## [TASK OBJECTIVE]
A word-for-word copy of the listing that follows is required.

## [INPUT RECORDS]
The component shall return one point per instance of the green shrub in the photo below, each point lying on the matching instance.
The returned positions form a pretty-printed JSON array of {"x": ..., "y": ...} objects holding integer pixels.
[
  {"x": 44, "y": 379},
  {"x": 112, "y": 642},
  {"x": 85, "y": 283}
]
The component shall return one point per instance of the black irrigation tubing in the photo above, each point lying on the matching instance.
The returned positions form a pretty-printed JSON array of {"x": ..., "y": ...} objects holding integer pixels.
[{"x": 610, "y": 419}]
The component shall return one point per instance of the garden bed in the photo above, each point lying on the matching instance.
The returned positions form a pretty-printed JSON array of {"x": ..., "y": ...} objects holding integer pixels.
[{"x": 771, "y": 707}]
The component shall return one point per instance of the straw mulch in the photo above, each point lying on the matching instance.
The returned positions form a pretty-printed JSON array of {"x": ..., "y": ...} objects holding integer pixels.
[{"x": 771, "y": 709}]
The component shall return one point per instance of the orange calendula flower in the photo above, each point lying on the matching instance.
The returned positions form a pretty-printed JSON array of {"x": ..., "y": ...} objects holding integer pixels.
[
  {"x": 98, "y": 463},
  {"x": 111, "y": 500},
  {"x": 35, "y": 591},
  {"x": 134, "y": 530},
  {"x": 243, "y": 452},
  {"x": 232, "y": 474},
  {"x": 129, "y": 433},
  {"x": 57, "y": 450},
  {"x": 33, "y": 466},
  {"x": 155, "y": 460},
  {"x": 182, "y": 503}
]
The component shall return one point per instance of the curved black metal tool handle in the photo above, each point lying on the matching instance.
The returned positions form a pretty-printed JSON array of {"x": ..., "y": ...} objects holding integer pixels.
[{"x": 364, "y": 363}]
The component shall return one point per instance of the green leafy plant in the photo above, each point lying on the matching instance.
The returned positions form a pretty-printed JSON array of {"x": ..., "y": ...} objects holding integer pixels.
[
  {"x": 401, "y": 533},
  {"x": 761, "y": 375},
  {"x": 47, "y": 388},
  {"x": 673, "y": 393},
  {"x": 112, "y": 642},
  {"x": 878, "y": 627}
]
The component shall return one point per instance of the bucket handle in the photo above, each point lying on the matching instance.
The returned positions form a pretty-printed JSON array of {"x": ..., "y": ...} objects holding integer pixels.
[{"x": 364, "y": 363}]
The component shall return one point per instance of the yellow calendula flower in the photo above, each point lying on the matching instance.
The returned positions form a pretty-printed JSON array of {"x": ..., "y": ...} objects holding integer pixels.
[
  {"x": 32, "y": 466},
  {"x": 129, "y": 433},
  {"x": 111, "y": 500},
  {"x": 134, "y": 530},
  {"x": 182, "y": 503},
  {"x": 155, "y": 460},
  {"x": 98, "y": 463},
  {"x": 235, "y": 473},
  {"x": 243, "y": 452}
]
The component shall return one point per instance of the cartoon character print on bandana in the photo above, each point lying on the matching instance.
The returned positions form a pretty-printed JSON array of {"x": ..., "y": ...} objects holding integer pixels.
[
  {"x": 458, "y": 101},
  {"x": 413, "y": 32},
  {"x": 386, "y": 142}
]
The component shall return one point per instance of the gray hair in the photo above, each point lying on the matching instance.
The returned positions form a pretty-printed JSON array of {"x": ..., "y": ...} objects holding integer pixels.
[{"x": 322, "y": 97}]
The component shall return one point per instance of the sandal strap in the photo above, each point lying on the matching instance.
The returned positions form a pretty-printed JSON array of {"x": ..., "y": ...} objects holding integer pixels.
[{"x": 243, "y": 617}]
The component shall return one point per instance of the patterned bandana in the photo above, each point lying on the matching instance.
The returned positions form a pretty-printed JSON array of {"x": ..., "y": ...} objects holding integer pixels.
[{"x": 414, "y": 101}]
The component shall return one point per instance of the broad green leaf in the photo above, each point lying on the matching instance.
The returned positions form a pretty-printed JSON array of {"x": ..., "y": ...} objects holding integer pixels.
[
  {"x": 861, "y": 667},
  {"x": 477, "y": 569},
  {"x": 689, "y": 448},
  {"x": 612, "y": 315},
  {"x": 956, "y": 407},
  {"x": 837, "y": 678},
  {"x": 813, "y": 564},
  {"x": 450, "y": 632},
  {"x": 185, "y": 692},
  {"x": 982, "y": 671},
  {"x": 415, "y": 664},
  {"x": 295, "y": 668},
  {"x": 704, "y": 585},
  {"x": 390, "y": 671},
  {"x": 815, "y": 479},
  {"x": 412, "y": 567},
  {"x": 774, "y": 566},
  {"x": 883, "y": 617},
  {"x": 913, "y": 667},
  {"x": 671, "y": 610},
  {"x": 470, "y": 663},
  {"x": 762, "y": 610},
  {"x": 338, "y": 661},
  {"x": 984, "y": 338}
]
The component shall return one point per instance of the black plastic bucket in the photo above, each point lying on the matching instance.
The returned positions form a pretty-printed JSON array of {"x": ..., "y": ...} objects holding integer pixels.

## [SOLUTION TO THE EXERCISE]
The component shall return one point per instance of the green shrub in the photo below, each point lying on the matching instance.
The returned positions form a pretty-printed JSON array of {"x": ..., "y": ...} objects holding integer pixels.
[
  {"x": 44, "y": 379},
  {"x": 112, "y": 642},
  {"x": 85, "y": 283}
]
The component shall return one point per instance of the black irrigation tubing in the photo above, each point lying on the matching instance.
The returned positions form a pretty-printed JSON array of {"x": ..., "y": ...} objects holding integer pixels.
[{"x": 610, "y": 419}]
The component shall return one point per instance of the garden bed in the photo above, each point lying on the matching instance.
The returned positions form a pretty-printed JSON array of {"x": ..., "y": ...} objects holding integer pixels.
[{"x": 771, "y": 707}]
The component shall return one point per instance of the straw mulch in the photo above, each point lying on the matching instance.
The returned positions form a pretty-printed JSON array of {"x": ..., "y": ...} objects holding integer pixels.
[{"x": 771, "y": 709}]
The component shall return one point per instance of the orange calendula flower in the photo above, each point lying on the matching instance.
The returned positions form a pretty-printed JSON array of {"x": ..., "y": ...} objects holding integer pixels.
[
  {"x": 98, "y": 463},
  {"x": 111, "y": 500},
  {"x": 35, "y": 591},
  {"x": 134, "y": 530},
  {"x": 243, "y": 452},
  {"x": 232, "y": 474},
  {"x": 129, "y": 433},
  {"x": 57, "y": 450},
  {"x": 33, "y": 466},
  {"x": 155, "y": 460},
  {"x": 182, "y": 503}
]
The component shall return one point per instance of the curved black metal tool handle in the photo above, each point lying on the matching instance.
The returned positions form a pretty-printed JSON array of {"x": ..., "y": ...} objects holding integer pixels.
[{"x": 364, "y": 363}]
The component shall return one point per instance of the green leafy plant in the photo above, each point lying on the matching instance.
The returned positions form a pretty-printed JSON array of {"x": ..., "y": ...} objects holding integer pixels.
[
  {"x": 401, "y": 533},
  {"x": 761, "y": 375},
  {"x": 47, "y": 388},
  {"x": 673, "y": 393},
  {"x": 112, "y": 642},
  {"x": 878, "y": 627}
]
The component shall return one point per instance of the bucket handle in the photo above, each point lying on the matching instance.
The returned positions form a pretty-printed JSON array of {"x": ..., "y": ...} objects holding integer pixels.
[{"x": 364, "y": 363}]
The component shall return one point per instance of the yellow calendula flower in the photo above, each point lying on the matching instance.
The returned positions form a pretty-printed JSON array of {"x": ..., "y": ...} objects holding integer pixels.
[
  {"x": 32, "y": 466},
  {"x": 129, "y": 433},
  {"x": 111, "y": 500},
  {"x": 134, "y": 530},
  {"x": 182, "y": 503},
  {"x": 155, "y": 460},
  {"x": 98, "y": 463},
  {"x": 235, "y": 473},
  {"x": 243, "y": 452}
]
The component shall return one point per instance of the cartoon character print on bandana in the photo above, each point lying on the matching instance.
The returned positions form a pretty-printed JSON array of {"x": ..., "y": ...} objects holding integer pixels.
[
  {"x": 458, "y": 101},
  {"x": 413, "y": 32},
  {"x": 386, "y": 142}
]
The component shall return one point per instance of the gray hair in the photo above, each point lying on the matching instance.
The returned positions form a pretty-printed JSON array of {"x": ..., "y": ...} objects holding integer pixels.
[{"x": 322, "y": 97}]
The component shall return one point per instance of the sandal strap in the photo above, each point lying on the matching instance.
The returned positions form a pretty-printed JSON array of {"x": ..., "y": ...} objects holding integer pixels.
[{"x": 243, "y": 617}]
The component shall return one point per instance of the patterned bandana in the photo above, each point lying on the matching instance.
The returned positions form a pretty-printed JSON array of {"x": ..., "y": ...} objects holding integer pixels.
[{"x": 414, "y": 101}]
The component shall return one point per instance of the broad green leaf in the photo above, each point lying on the matching instance.
The returned positions form a pretty-printed JSON array of {"x": ..., "y": ...} objects holding integer pixels.
[
  {"x": 861, "y": 667},
  {"x": 477, "y": 569},
  {"x": 689, "y": 448},
  {"x": 612, "y": 315},
  {"x": 956, "y": 407},
  {"x": 837, "y": 678},
  {"x": 813, "y": 564},
  {"x": 450, "y": 632},
  {"x": 185, "y": 692},
  {"x": 982, "y": 671},
  {"x": 415, "y": 664},
  {"x": 295, "y": 668},
  {"x": 704, "y": 585},
  {"x": 390, "y": 671},
  {"x": 815, "y": 479},
  {"x": 412, "y": 567},
  {"x": 774, "y": 566},
  {"x": 883, "y": 617},
  {"x": 913, "y": 667},
  {"x": 671, "y": 610},
  {"x": 470, "y": 663},
  {"x": 762, "y": 610},
  {"x": 338, "y": 661},
  {"x": 984, "y": 338}
]
The component shall return one point per instance of the black plastic bucket in the photo above, each point lying on the matching instance.
The returned positions form a pretty-printed JSON array of {"x": ..., "y": ...} objects holding integer pixels.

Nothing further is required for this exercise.